**TRY IT:** When a line in the entries below contains "white", tally it; give the tally with nothing added.

**DATASET EXTRACT:**

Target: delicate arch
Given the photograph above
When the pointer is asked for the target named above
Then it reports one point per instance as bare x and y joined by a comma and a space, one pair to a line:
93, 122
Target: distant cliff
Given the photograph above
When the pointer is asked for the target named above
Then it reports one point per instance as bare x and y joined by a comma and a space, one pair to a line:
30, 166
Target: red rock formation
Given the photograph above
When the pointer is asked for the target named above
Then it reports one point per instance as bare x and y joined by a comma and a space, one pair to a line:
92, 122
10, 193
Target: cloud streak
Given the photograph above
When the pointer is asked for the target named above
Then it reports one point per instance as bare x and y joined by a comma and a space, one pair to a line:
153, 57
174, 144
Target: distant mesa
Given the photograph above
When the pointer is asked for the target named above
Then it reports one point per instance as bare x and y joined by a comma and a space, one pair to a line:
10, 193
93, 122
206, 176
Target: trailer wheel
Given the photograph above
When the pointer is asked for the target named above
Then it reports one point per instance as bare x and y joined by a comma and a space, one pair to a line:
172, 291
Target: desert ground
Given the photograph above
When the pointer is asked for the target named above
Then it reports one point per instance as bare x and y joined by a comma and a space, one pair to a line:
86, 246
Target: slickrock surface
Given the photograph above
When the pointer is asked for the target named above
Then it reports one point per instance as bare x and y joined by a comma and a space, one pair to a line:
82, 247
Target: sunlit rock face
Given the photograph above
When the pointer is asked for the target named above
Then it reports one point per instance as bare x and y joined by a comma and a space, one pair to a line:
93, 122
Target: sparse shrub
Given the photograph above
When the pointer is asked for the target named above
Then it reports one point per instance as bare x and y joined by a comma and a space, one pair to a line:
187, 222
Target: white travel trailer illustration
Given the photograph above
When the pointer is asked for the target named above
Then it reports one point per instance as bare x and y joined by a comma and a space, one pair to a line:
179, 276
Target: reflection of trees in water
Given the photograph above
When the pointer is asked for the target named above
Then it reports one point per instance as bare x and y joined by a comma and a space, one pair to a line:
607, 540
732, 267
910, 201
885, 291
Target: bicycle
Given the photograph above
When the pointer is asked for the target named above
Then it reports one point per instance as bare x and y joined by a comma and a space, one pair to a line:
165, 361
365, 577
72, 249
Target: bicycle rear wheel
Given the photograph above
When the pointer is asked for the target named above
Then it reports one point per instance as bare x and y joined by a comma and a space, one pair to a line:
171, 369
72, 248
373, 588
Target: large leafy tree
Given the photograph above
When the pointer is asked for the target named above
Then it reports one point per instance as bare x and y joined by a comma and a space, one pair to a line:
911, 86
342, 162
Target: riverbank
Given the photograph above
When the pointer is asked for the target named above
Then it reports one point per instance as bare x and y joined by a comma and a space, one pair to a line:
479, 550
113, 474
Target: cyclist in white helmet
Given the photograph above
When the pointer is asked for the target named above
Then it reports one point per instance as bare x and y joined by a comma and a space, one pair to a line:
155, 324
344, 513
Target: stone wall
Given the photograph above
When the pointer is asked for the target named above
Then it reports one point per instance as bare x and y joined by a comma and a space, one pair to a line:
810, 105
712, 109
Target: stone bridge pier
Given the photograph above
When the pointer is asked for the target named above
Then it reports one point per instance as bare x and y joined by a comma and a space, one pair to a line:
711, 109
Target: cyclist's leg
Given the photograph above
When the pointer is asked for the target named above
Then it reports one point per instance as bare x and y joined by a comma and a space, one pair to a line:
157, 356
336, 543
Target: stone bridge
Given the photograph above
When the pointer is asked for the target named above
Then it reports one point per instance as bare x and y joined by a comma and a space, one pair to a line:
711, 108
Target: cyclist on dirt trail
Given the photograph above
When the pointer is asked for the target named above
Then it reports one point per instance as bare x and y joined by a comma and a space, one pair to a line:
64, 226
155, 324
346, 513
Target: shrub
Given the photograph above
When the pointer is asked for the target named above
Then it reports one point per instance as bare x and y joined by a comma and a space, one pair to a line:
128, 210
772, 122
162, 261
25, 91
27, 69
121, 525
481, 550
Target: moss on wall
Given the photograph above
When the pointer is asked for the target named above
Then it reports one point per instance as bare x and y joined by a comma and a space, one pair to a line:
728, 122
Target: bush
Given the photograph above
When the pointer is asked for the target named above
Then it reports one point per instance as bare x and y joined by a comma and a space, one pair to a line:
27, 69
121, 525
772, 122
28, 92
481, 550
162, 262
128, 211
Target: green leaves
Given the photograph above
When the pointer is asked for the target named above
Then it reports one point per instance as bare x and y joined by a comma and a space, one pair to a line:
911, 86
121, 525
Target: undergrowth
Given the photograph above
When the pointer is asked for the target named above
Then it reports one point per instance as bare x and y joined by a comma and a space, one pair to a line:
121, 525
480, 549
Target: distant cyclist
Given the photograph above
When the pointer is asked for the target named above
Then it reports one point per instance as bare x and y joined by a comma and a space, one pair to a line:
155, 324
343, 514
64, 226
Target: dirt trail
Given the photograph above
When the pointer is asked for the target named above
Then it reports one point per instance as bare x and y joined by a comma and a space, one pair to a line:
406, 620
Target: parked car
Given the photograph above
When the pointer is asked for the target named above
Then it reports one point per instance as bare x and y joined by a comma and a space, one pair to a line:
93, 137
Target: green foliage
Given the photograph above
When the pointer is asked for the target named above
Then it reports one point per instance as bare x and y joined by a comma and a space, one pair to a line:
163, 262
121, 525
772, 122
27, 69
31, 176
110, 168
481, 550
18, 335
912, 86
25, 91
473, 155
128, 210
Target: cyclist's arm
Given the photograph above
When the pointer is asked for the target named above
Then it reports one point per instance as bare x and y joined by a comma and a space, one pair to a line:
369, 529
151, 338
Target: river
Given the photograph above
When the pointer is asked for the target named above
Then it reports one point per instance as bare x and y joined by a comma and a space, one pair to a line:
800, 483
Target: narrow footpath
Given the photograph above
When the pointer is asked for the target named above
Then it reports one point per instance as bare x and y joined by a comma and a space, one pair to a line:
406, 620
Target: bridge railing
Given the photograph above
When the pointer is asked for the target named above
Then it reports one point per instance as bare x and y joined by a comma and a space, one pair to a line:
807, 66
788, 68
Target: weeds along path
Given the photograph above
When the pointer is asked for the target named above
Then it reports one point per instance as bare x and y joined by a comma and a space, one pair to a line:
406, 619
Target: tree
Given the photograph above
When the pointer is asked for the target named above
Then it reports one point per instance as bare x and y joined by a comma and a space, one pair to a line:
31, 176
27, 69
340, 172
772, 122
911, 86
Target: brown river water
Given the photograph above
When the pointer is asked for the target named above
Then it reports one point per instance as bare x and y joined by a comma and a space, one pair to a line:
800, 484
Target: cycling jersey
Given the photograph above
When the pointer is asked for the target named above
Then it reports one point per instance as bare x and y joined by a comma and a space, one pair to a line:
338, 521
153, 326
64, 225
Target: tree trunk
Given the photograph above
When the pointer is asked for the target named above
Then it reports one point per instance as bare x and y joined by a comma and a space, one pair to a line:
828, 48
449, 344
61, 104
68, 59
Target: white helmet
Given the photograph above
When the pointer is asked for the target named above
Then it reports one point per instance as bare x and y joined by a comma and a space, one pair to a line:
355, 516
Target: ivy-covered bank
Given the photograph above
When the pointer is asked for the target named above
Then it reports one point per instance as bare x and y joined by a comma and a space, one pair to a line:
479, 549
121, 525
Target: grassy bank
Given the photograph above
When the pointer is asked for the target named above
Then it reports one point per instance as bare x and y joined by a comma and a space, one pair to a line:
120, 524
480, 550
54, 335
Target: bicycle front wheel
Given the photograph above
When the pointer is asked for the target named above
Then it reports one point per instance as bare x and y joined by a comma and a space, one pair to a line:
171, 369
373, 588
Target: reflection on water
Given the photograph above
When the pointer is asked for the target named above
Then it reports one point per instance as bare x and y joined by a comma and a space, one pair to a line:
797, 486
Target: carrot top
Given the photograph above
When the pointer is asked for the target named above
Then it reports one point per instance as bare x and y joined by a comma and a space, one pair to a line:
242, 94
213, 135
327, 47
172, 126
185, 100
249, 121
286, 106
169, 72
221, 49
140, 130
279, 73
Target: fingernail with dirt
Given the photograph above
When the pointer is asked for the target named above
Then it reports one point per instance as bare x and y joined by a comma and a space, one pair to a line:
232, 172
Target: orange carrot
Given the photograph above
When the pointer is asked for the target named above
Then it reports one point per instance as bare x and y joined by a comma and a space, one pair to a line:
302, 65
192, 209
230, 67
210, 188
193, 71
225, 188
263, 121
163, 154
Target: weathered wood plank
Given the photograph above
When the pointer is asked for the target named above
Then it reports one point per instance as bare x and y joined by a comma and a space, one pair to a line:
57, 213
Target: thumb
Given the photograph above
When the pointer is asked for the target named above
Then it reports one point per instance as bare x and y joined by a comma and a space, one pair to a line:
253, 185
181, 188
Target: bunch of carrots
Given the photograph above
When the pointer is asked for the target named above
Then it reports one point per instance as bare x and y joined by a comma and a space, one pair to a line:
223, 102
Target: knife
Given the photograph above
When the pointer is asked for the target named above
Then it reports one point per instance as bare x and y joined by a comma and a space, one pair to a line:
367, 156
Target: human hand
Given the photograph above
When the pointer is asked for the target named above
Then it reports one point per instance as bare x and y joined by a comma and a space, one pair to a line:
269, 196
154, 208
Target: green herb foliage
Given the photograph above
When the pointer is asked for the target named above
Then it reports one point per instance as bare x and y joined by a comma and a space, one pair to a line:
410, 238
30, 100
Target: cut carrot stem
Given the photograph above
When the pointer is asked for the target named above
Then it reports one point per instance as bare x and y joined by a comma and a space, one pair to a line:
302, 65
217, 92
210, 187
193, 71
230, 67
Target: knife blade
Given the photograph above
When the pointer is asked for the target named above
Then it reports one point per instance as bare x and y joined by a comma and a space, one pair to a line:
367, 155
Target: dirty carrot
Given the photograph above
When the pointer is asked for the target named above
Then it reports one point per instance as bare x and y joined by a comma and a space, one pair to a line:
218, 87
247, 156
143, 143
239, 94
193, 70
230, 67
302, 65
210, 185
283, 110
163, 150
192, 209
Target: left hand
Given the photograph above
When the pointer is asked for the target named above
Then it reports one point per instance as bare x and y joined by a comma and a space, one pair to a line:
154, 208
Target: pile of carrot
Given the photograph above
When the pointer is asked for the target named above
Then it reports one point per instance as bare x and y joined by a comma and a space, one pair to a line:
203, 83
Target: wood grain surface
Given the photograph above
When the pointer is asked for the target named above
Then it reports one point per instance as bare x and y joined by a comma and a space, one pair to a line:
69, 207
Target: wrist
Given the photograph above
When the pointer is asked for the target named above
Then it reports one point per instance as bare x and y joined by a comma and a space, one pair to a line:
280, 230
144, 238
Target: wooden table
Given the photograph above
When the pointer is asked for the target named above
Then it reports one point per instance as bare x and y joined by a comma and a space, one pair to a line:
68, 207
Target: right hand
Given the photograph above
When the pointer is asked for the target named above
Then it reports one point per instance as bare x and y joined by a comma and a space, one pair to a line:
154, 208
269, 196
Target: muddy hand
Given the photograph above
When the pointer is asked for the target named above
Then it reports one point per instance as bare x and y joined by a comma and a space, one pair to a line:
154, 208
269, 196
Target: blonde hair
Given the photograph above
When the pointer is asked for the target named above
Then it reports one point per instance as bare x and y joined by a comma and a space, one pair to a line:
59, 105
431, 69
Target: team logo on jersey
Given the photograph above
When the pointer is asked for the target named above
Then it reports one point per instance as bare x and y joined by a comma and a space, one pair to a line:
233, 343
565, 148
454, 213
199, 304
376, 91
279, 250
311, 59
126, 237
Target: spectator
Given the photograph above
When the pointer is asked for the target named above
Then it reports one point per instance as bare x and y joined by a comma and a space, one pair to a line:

**ANSWER BELOW:** 3